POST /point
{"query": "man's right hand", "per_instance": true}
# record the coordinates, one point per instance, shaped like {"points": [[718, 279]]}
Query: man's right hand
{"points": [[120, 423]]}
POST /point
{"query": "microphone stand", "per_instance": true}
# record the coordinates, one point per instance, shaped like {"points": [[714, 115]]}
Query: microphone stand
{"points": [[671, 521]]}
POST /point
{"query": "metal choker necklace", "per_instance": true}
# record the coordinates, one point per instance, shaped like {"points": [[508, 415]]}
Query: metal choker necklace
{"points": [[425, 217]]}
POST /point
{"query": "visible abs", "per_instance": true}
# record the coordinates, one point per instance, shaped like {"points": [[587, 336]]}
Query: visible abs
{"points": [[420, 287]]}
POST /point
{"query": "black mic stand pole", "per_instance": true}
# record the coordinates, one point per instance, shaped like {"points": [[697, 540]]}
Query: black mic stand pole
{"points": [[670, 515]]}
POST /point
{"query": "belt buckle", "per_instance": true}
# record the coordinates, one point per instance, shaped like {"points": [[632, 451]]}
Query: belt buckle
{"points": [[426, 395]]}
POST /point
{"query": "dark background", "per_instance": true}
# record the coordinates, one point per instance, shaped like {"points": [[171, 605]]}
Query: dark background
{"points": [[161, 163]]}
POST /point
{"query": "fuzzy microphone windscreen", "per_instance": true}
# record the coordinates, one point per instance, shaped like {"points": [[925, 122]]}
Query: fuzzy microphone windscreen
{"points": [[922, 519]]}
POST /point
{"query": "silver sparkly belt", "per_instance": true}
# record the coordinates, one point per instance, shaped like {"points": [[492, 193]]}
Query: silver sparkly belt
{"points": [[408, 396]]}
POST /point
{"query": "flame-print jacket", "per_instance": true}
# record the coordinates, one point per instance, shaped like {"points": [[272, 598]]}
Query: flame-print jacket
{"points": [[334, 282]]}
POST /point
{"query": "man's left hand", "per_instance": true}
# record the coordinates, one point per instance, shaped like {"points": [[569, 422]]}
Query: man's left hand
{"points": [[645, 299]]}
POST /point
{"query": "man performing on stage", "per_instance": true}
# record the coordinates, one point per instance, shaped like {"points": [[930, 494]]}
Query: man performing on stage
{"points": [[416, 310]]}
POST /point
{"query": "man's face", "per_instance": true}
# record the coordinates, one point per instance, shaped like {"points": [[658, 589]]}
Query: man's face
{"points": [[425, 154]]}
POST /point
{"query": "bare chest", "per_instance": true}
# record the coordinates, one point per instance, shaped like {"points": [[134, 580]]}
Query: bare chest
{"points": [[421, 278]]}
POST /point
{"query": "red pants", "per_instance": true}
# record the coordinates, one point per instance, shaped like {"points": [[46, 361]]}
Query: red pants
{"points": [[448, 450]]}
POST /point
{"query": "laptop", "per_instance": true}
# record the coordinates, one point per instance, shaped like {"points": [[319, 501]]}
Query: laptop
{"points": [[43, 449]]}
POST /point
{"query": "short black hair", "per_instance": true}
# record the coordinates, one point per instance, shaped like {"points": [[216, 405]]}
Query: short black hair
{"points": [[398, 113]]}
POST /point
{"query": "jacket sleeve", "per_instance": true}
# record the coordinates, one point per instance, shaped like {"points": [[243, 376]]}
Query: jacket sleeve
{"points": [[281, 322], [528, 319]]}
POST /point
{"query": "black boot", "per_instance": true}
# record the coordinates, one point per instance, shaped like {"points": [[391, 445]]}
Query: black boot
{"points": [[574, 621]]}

- EXERCISE
Retype the listing. Match it exactly.

- REPLY TO THE EXERCISE
POST /point
{"query": "man's right hand", "per_instance": true}
# record the coordinates, one point per instance, shaped like {"points": [[718, 279]]}
Query: man's right hand
{"points": [[120, 423]]}
POST /point
{"query": "microphone stand", "per_instance": true}
# record the coordinates, one point per instance, shaped like {"points": [[714, 115]]}
Query: microphone stand
{"points": [[671, 521]]}
POST /point
{"query": "metal choker necklace", "per_instance": true}
# record the coordinates, one point per instance, shaped like {"points": [[508, 415]]}
Query: metal choker necklace
{"points": [[425, 217]]}
POST /point
{"query": "visible abs", "per_instance": true}
# record the coordinates, one point per instance, shaped like {"points": [[587, 336]]}
Query: visible abs
{"points": [[420, 287]]}
POST /point
{"query": "black mic stand pole", "per_instance": true}
# record the coordinates, one point per instance, shaped like {"points": [[697, 540]]}
Query: black mic stand pole
{"points": [[670, 515]]}
POST /point
{"query": "belt buckle", "per_instance": true}
# record the coordinates, one point per instance, shaped like {"points": [[632, 451]]}
Query: belt buckle
{"points": [[426, 395]]}
POST /point
{"query": "dark background", "per_instance": true}
# record the coordinates, one point per instance, shaped like {"points": [[171, 605]]}
Query: dark background
{"points": [[161, 163]]}
POST /point
{"query": "fuzzy microphone windscreen", "per_instance": true}
# record the coordinates, one point per instance, shaped like {"points": [[925, 122]]}
Query: fuzzy microphone windscreen
{"points": [[922, 519]]}
POST /point
{"query": "silver sparkly belt", "per_instance": true}
# record the coordinates, one point per instance, shaped like {"points": [[492, 193]]}
Query: silver sparkly belt
{"points": [[408, 396]]}
POST /point
{"query": "flame-print jacket", "per_instance": true}
# record the coordinates, one point per instance, shaped like {"points": [[272, 598]]}
Query: flame-print jacket
{"points": [[334, 282]]}
POST /point
{"query": "man's left hand", "per_instance": true}
# record the coordinates, one point per instance, shaped like {"points": [[569, 422]]}
Query: man's left hand
{"points": [[645, 299]]}
POST /point
{"query": "man performing on stage", "per_instance": true}
# record the coordinates, one point per instance, shaped like {"points": [[930, 494]]}
Query: man performing on stage
{"points": [[416, 310]]}
POST /point
{"query": "man's face", "per_instance": true}
# record the coordinates, one point per instance, shaped like {"points": [[658, 589]]}
Query: man's face
{"points": [[425, 154]]}
POST /point
{"query": "bare chest", "per_instance": true}
# record the coordinates, one point per instance, shaped like {"points": [[134, 580]]}
Query: bare chest
{"points": [[421, 278]]}
POST /point
{"query": "red pants", "per_instance": true}
# record the coordinates, one point per instance, shaped like {"points": [[46, 361]]}
Query: red pants
{"points": [[448, 450]]}
POST /point
{"query": "laptop", "per_instance": true}
# record the coordinates, one point per instance, shaped like {"points": [[319, 501]]}
Query: laptop
{"points": [[43, 449]]}
POST /point
{"query": "short black hair", "per_instance": true}
# record the coordinates, one point per instance, shaped like {"points": [[216, 405]]}
Query: short black hair
{"points": [[398, 113]]}
POST /point
{"query": "jacket sleeve", "per_instance": true}
# record the coordinates, one point per instance, shaped like {"points": [[243, 376]]}
Query: jacket sleeve
{"points": [[281, 322], [528, 319]]}
POST /point
{"query": "black boot", "per_instance": true}
# record the coordinates, one point per instance, shaped like {"points": [[391, 445]]}
Query: black boot
{"points": [[574, 621]]}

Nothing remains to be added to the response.